→ **WORK TO DO**
Return the lines of the data below without changing anything in them.

(Pointing and labeling data)
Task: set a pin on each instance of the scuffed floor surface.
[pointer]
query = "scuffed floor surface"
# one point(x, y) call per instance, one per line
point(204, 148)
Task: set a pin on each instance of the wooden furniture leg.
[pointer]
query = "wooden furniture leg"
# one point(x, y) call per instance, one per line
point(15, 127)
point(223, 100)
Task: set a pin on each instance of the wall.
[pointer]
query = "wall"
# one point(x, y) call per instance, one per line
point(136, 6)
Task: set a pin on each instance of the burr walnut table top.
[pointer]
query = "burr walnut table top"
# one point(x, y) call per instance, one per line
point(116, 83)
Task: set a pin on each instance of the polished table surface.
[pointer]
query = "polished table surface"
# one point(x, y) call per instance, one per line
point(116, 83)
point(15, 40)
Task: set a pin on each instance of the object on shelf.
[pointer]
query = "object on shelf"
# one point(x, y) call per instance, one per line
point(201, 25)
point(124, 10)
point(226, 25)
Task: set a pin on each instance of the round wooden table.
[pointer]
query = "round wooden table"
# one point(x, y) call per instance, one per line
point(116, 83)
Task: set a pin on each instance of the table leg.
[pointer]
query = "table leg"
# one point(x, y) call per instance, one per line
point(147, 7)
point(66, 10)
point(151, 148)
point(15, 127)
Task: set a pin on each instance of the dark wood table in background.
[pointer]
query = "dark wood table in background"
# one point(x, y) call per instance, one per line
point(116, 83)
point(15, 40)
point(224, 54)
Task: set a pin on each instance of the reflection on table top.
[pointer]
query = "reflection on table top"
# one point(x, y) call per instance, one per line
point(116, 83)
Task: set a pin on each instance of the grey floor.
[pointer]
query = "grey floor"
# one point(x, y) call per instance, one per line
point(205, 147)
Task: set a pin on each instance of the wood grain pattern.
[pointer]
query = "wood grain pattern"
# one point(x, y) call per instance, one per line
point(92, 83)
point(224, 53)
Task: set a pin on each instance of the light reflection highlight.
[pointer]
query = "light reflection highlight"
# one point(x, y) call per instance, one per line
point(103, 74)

→ **COMPLETE RESPONSE**
Task: set a pin on each instance of the scuffed floor surface.
[pointer]
query = "scuffed floor surface"
# one point(x, y) call per instance, one per line
point(204, 148)
Task: set a pin on each instance of the wooden furniture leg.
[pointer]
query = "wooden furniture leg"
# one point(x, y) call per instance, one per line
point(15, 127)
point(223, 100)
Task: set a pin on each instance of the wall.
[pointer]
query = "wall"
# one point(x, y) call per instance, one per line
point(136, 6)
Task: set a pin on each instance of the burr walnut table top.
[pointer]
query = "burr walnut table top"
# one point(x, y) call per instance, one per line
point(116, 83)
Task: set a pin on each instance of the polished table surface.
[pointer]
query = "polished table surface"
# one point(x, y) call per instance, one per line
point(116, 83)
point(15, 40)
Task: set a pin on each instance of the object on shelf.
[pointer]
query = "object on shelf"
# one point(x, y) call per instance, one per line
point(201, 25)
point(124, 10)
point(226, 25)
Task: set a pin on each instance of the round wooden table.
[pointer]
query = "round wooden table"
# one point(x, y) call per instance, one per line
point(116, 83)
Task: set a pin on each instance of the table leg.
[pointer]
query = "table leg"
# one point(x, y) call per instance, one per line
point(147, 7)
point(66, 10)
point(151, 148)
point(15, 127)
Task: set a pin on each instance of the dark wood table in background.
[pointer]
query = "dark wood table in background"
# one point(x, y) call per instance, one per line
point(116, 83)
point(15, 40)
point(224, 54)
Task: set a pin on each instance of the reflection on table top.
[pointer]
query = "reflection on table top"
# one point(x, y) call per instance, one per line
point(116, 83)
Task: set a pin on each instance of the grey floor.
[pointer]
query = "grey floor"
# one point(x, y) call per instance, one per line
point(205, 147)
Task: set a pin on each instance of the wood grain pattern.
[pointer]
query = "wood grain pattern"
# one point(x, y) call per instance, one per line
point(92, 83)
point(224, 53)
Task: set a pin on each instance of the light reflection highlight.
[pointer]
query = "light reflection highlight"
# one point(x, y) call per instance, one per line
point(103, 74)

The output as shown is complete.